*EXERCISES TO COMPLETE*.
- 1) Answer these questions from the text on when not to trust the AI:
(a) Which PostgreSQL tools are named for extracting DDL into folder structures?
(b) Without an MCP connection, what does the agent work from?
(c) What two table sizes are contrasted in the point about index suggestions?
- 2) Rewrite the passage of the text on when not to trust the AI from "When NOT to" up to and including "and test it.", swapping "agent" for "assistant".

*DOCUMENT TEXT*.
If you’re also working with PostgreSQL, tools like pg-extract-schema, pg-deploy, and pg-data-comparer can extract your DDL into folder structures that the agent can reference directly — the same principle applies across database platforms.
When NOT to Trust the AI
This section matters more than the rest of the post.
The agent doesn’t have access to your actual database at runtime (unless you’ve set up an MCP connection). It works from the files you’ve given it and its training data. That means:
- It can hallucinate column names that don’t exist in your schema. Always verify against the actual DDL.
- It doesn’t know your data distribution. It might suggest an index that’s great for a table with 10,000 rows and terrible for one with 10 billion.
- It can be confidently wrong. The agent doesn’t say “I’m not sure” often enough. If a query looks right but you have a nagging feeling, trust your gut and test it.
- It doesn’t know about your constraints. Business rules that aren’t encoded in the schema — “we never delete from this table,” “this column is always populated even though it’s nullable” — need to come from you.

[Referring expression data]
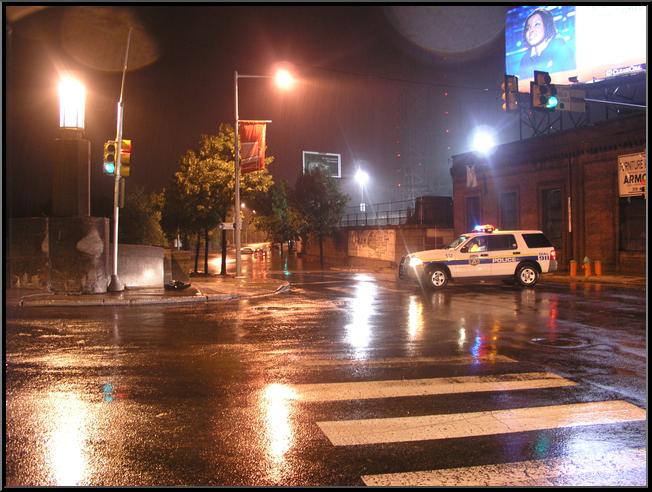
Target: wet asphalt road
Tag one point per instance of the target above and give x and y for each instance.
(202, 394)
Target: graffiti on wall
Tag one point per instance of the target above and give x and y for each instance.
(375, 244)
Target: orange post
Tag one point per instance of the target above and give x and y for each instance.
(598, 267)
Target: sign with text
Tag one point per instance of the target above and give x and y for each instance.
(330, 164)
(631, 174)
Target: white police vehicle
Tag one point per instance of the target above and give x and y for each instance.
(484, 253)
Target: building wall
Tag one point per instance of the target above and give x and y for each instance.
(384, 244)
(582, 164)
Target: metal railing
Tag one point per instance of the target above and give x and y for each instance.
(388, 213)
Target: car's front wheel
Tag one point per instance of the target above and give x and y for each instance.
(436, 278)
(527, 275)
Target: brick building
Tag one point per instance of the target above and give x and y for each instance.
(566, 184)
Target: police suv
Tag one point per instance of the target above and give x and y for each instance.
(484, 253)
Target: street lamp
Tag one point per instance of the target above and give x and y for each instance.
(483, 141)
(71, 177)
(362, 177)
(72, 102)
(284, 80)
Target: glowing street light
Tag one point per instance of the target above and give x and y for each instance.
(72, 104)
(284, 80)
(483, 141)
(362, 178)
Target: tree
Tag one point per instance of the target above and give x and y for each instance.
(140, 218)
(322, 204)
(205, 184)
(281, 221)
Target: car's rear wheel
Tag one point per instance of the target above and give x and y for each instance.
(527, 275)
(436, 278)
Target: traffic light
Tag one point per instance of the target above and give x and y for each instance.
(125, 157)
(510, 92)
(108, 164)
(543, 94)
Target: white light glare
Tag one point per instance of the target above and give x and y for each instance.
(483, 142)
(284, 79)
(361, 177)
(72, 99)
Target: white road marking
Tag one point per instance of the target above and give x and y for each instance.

*PER-TASK OUTPUTS*.
- 1)
(a) pg-extract-schema, pg-deploy, and pg-data-comparer
(b) The files you've given it and its training data
(c) A table with 10,000 rows and one with 10 billion

- 2)
When NOT to Trust the AI
This section matters more than the rest of the post.
The assistant doesn’t have access to your actual database at runtime (unless you’ve set up an MCP connection). It works from the files you’ve given it and its training data. That means:
- It can hallucinate column names that don’t exist in your schema. Always verify against the actual DDL.
- It doesn’t know your data distribution. It might suggest an index that’s great for a table with 10,000 rows and terrible for one with 10 billion.
- It can be confidently wrong. The assistant doesn’t say “I’m not sure” often enough. If a query looks right but you have a nagging feeling, trust your gut and test it.